Rezension: Frank Gartner
Spieler: 1 - 4
Dauer: 30 - 60 Minuten
Alter: ab 14 Jahren
Jahr: 2022
Bewertung: 5,5 5,5 H@LL9000
Ranking: Platz 1286
Download: Kurzspielregel [PDF]
Tiwanaku

Spielziel

In Tiwanaku führt ihr das wandernde Volk der Quechua in ein unbekanntes Land. Dort wollt ihr Land entdecken und Pflanzen anzubauen. Die geheime Anordnung der Landschafts- und Pflanzenplättchen wird von einer Szenarioscheibe am Anfang der Partie festgelegt. Schritt für Schritt erkundet ihr diese Landschafts- und Pflanzenplättchen. Je mehr Informationen vorliegen, desto besser lassen sich Rückschlüsse ziehen, die nächsten Spielzüge planen und damit die Punkte-Effizienz der eigenen Züge optimieren.

— DATENSÄTZE —

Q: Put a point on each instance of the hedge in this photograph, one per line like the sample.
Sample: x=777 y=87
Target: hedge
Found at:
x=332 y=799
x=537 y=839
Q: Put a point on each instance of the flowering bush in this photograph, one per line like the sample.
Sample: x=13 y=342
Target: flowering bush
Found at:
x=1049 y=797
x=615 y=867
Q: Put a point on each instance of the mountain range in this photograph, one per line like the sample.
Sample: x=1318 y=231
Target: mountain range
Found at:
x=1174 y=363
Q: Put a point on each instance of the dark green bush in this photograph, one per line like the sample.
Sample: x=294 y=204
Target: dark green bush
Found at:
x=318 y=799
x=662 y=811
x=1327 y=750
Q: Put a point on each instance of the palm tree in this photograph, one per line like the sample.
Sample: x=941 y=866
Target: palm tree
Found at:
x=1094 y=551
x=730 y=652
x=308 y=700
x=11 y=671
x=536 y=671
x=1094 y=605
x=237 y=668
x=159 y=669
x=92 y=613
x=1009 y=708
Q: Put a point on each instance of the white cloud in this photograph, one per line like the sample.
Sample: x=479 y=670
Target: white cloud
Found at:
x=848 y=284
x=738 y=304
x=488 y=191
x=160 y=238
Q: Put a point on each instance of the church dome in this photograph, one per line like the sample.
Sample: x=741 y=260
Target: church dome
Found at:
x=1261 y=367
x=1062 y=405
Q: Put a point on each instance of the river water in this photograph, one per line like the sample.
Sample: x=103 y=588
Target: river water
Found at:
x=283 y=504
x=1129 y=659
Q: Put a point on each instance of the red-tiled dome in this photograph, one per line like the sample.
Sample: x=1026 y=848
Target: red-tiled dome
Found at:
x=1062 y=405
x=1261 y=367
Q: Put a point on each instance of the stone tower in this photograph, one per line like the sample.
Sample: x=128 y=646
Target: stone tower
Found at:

— AUFGABENSTELLUNG —
Schreibe die Rezension zum Spiel Tiwanaku im Anschluss an ihren letzten Satz weiter.

— LÖSUNG —
Ablauf

Der Spielplan besteht aus 9 x 5 Feldern. Durch die Auswahl einer Szenarien-Scheibe wird definiert, auf welchem Feld bei späteren Entdeckungen welche Landschaften und Pflanzen erscheinen wird.

Für jedes Feld sind immer 2 Eigenschaften fest definiert: Der Landschaftstyp und der Pflanzentyp. Einige der Landschafts- und Pflanzenplättchen werden zu Spielbeginn auf dem Spielfeld als Einstiegsinformation ausgelegt. Zudem erfahren die Spieler wie häufig jede Landschaft auf dem Spielfeld vertreten sein wird, was speziell zum Spielende besonders hilfreich wird.

Wer am Zug ist, kann aus 2 Optionen wählen:

  • Spielfiguren ziehen: eine neue Spielfiguren von außen auf das Spielfeld ziehen, eine bereits platzierte Spielfigur auf dem Spielfeld bewegen oder eine Spielfigur vom Spielplan nehmen, um sie später anderer Stelle wieder einzusetzen.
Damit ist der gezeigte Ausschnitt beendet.